Written request: Rewrite every line of the records below, requests included, with each coordinate in the answers multiplied by 0.5 and rounded to a whole number (halves round up), and leave the numbers in the requests as they are. Omit the pictures.

Data supplied:
━━━━━━━━━━━━━━━━

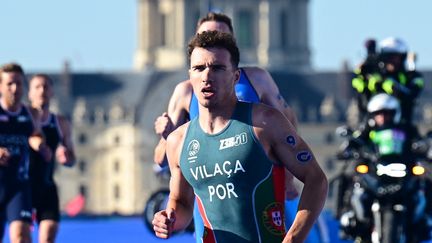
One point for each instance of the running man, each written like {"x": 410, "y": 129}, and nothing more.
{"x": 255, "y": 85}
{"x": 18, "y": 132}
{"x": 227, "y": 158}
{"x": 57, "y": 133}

━━━━━━━━━━━━━━━━

Exercise solution:
One point for each instance of the running man, each written like {"x": 410, "y": 129}, and nothing more.
{"x": 128, "y": 43}
{"x": 9, "y": 66}
{"x": 114, "y": 79}
{"x": 29, "y": 67}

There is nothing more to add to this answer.